[SOURCE MATERIAL Boundary: Start]

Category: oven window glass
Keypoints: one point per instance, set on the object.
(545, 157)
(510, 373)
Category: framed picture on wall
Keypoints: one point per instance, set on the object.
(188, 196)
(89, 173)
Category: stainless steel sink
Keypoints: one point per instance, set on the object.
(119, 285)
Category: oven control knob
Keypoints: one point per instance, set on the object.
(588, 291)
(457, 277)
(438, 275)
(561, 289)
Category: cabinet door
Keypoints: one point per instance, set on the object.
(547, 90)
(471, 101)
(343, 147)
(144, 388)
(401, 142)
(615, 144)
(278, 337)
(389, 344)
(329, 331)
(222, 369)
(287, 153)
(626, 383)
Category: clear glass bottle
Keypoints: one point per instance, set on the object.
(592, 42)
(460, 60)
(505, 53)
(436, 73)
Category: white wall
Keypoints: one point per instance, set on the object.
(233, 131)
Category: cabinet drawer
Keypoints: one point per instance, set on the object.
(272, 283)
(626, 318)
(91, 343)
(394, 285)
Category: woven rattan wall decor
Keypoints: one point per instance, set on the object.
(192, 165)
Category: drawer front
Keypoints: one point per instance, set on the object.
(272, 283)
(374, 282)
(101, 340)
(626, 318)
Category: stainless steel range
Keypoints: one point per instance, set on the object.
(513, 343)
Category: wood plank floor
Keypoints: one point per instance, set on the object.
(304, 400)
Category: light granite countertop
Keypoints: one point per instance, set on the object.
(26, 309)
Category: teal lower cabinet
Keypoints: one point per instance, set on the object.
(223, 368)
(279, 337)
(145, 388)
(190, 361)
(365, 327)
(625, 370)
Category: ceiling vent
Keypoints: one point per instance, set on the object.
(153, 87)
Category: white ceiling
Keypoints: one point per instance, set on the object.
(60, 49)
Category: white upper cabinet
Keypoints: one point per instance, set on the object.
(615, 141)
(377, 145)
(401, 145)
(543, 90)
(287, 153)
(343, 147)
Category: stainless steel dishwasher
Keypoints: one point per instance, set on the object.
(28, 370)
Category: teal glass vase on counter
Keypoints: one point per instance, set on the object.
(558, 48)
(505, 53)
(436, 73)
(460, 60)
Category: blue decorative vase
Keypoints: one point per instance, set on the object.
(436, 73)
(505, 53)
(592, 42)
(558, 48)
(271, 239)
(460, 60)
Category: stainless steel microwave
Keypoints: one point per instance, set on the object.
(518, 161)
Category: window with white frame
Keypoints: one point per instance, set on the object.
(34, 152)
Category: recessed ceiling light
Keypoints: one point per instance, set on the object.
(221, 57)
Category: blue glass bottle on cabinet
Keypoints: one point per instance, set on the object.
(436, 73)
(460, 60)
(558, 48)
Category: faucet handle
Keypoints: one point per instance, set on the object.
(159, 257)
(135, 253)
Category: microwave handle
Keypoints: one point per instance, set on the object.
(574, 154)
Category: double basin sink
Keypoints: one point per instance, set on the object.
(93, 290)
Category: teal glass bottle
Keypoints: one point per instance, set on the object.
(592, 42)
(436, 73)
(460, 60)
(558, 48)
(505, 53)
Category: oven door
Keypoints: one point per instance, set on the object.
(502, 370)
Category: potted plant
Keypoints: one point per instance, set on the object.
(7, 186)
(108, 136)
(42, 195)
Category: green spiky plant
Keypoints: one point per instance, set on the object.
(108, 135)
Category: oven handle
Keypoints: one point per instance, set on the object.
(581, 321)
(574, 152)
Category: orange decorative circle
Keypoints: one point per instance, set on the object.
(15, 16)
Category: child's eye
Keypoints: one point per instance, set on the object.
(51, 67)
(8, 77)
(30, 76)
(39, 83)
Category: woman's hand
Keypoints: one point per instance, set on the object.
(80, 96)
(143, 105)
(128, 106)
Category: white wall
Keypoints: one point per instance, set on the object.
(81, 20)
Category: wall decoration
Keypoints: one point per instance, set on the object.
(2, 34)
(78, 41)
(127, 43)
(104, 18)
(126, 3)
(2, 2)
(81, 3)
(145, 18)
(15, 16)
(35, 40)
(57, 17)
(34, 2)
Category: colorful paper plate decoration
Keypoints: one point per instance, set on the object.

[SOURCE MATERIAL Boundary: End]

TRY IT
Up to and including the line with "Category: woven rattan wall decor", please return the records exactly, beginning from their first line.

PROBLEM SOLUTION
Category: oven window glass
Keypoints: one point per instance, set on the object.
(545, 157)
(510, 373)
Category: framed picture on wall
Keypoints: one point per instance, set on the object.
(188, 196)
(89, 173)
Category: stainless steel sink
Keypoints: one point per instance, set on the object.
(119, 285)
Category: oven control knob
Keypoints: one point per instance, set on the object.
(588, 291)
(457, 277)
(438, 275)
(561, 289)
Category: cabinet door
Keypoints: one point per instance, set on the object.
(547, 90)
(471, 101)
(343, 147)
(144, 388)
(401, 142)
(615, 144)
(278, 337)
(389, 344)
(329, 331)
(222, 369)
(287, 153)
(626, 383)
Category: clear glass bottle
Keypoints: one point per instance, set on the object.
(592, 42)
(460, 60)
(505, 53)
(436, 73)
Category: white wall
Keypoints: one point per instance, set on the object.
(233, 131)
Category: cabinet drawer
Keypoints: one point per instance, set on the object.
(272, 283)
(626, 318)
(91, 343)
(394, 285)
Category: woven rattan wall decor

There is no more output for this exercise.